[Stored data]
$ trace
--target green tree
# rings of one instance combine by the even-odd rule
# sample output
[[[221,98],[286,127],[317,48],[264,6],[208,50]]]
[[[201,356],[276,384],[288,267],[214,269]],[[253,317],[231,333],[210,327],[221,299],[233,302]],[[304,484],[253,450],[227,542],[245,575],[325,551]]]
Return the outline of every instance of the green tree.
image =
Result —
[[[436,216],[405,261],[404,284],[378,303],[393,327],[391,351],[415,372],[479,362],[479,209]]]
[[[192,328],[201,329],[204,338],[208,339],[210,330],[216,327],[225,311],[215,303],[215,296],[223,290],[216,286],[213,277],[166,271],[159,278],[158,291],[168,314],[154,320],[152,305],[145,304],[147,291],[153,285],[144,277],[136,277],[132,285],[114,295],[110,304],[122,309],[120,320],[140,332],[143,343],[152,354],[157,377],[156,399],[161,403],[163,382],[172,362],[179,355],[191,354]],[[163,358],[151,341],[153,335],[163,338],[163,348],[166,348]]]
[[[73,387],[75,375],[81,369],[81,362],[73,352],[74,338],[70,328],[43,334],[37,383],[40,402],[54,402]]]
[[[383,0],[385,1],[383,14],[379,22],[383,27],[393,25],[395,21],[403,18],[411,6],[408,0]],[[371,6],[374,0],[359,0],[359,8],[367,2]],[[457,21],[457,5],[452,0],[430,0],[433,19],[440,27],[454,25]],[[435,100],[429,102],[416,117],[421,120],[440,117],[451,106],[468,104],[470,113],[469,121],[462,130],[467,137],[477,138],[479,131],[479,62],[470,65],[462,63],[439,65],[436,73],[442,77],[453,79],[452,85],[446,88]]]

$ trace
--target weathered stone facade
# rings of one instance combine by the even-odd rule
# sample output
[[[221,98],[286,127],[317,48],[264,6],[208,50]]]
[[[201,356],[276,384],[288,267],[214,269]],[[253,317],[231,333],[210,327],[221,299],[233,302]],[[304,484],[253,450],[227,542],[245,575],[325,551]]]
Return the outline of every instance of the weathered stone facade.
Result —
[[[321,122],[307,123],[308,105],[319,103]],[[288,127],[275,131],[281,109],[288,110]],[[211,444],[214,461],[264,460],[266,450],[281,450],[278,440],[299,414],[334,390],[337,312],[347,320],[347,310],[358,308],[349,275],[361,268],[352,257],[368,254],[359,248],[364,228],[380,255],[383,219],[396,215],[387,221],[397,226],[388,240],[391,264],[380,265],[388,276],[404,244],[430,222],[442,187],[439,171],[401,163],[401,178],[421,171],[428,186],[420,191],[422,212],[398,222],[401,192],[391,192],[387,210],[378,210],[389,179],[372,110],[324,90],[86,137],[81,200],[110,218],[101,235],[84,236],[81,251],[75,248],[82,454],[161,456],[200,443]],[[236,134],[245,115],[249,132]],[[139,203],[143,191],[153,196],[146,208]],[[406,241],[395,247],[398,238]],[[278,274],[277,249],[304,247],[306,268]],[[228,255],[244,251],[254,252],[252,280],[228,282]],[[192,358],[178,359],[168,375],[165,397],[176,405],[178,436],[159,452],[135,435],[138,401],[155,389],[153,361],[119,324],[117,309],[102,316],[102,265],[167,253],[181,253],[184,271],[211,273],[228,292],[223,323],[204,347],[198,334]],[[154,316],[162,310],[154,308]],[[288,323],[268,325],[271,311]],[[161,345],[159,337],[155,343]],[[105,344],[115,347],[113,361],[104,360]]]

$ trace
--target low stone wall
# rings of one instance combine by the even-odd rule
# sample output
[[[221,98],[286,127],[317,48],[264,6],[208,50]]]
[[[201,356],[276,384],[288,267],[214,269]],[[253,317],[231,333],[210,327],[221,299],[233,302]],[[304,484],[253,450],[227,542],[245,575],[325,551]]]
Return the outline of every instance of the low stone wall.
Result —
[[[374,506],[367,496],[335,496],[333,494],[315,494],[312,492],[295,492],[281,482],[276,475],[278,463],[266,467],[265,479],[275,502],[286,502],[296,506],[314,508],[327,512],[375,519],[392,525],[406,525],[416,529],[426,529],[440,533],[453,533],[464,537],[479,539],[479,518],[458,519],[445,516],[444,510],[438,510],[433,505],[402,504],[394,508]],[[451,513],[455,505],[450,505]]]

What is asked
Locate every line in the listing above that contains the string "target", and copy each such line in full.

Task output
--target green tree
--target weathered stone facade
--target low stone wall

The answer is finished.